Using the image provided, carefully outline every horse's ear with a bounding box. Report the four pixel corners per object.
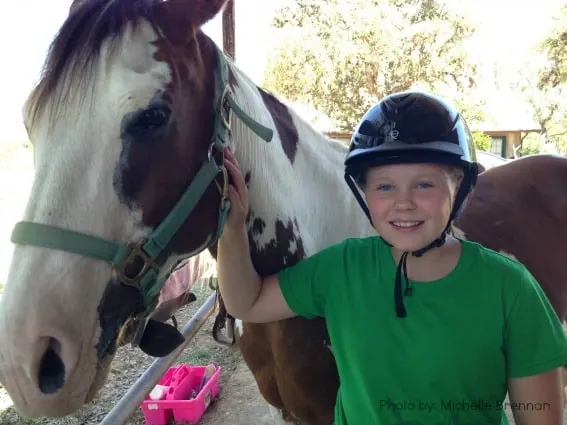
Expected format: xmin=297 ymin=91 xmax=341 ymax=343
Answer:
xmin=69 ymin=0 xmax=85 ymax=15
xmin=156 ymin=0 xmax=228 ymax=43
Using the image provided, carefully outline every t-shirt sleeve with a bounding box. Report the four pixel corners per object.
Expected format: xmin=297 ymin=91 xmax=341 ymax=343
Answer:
xmin=278 ymin=241 xmax=346 ymax=319
xmin=505 ymin=268 xmax=567 ymax=378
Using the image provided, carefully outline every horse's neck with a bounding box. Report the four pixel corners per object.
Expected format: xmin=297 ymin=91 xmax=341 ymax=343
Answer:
xmin=231 ymin=65 xmax=373 ymax=262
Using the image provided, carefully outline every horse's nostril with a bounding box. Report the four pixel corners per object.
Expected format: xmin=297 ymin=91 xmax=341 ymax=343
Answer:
xmin=38 ymin=339 xmax=65 ymax=394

- [TASK REQUIREMENTS]:
Update the data above by replacing every occurrence of "bounding box" with "rectangular frame", leaving all other text unchanged. Omit the pictures from your answer.

- [OUTPUT FOR THIS TASK]:
Using the image provided, carefully outline every horse's ear with a rectangular frame. Report the four pixel corners per object.
Expected format: xmin=297 ymin=91 xmax=341 ymax=343
Answer:
xmin=69 ymin=0 xmax=85 ymax=15
xmin=156 ymin=0 xmax=228 ymax=43
Using the image provided, carefully outline every t-shirt sleeve with a rectangular frame. Report the four pixel corners per object.
Expected format: xmin=297 ymin=91 xmax=341 ymax=343
Answer:
xmin=278 ymin=241 xmax=346 ymax=319
xmin=505 ymin=268 xmax=567 ymax=378
Using the image provided, carefully outline every horse's neck with a rectangular frame. Report the four pixel corners per object.
Expected format: xmin=297 ymin=91 xmax=341 ymax=343
Answer:
xmin=231 ymin=65 xmax=373 ymax=262
Using the image provided, carefully outline every horse's nostril with a rectangular frame. Report the four pixel corners per object.
Expected format: xmin=297 ymin=91 xmax=341 ymax=343
Answer:
xmin=38 ymin=339 xmax=65 ymax=394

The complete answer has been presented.